(QUÉ ENTREGAR): Por favor, transcribe sin cambios el pasaje del fragmento sobre la masacre de Múnich que empieza con "Un atleta, Josep" y continúa hasta "delegación israelí [1].".

(FRAGMENTO SELECCIONADO):
====
La masacre de Múnich. Foto: Cordon Press

Llevaban las AK-47 y las granadas en bolsas de deporte. Habían llegado a la Villa Olímpica de noche, en torno a las cuatro de la mañana, y habían saltado la valla de dos metros, desprovista de rollos de alambre o vigilancia policial, sin dificultad. Incluso un grupo de deportistas norteamericanos los ayudaron, creyendo que, como ellos, eran atletas que regresaban de una juerga nocturna.

Luego, el grupo terrorista se dirigió a la calle Collonystrasse, edificio 31. Entraron a la fuerza, golpeando la puerta, y uno de los atletas, despierto, intentó frenarles mientras subían las escaleras. Le dispararon a bocajarro en la cara con una pistola. El ruido del disparo alertó al resto de los atletas, pero ya era demasiado tarde: aunque un puñado logró huir, otros quedaron cercados por los terroristas, atrapados en su habitación.

Un atleta, Josep Romano, forcejeó con un terrorista para intentar quitarle el arma: le pegaron un tiro y arrojaron su cuerpo por la ventana. Luego maniataron a los atletas y les dijeron que guardaran silencio. En medio de la habitación dejaron el cuerpo desangrándose del primer deportista al que dispararon en la cara, Moshe Weinberg (aunque algunas fuentes apuntan que luego fue torturado delante de sus compañeros). En total tenían nueve rehenes de la delegación israelí [1].
====
(DATOS PROPORCIONADOS):
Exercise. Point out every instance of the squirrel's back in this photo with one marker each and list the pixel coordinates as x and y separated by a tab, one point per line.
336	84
====
(RESULTADO DE LA TAREA):
Un atleta, Josep Romano, forcejeó con un terrorista para intentar quitarle el arma: le pegaron un tiro y arrojaron su cuerpo por la ventana. Luego maniataron a los atletas y les dijeron que guardaran silencio. En medio de la habitación dejaron el cuerpo desangrándose del primer deportista al que dispararon en la cara, Moshe Weinberg (aunque algunas fuentes apuntan que luego fue torturado delante de sus compañeros). En total tenían nueve rehenes de la delegación israelí [1].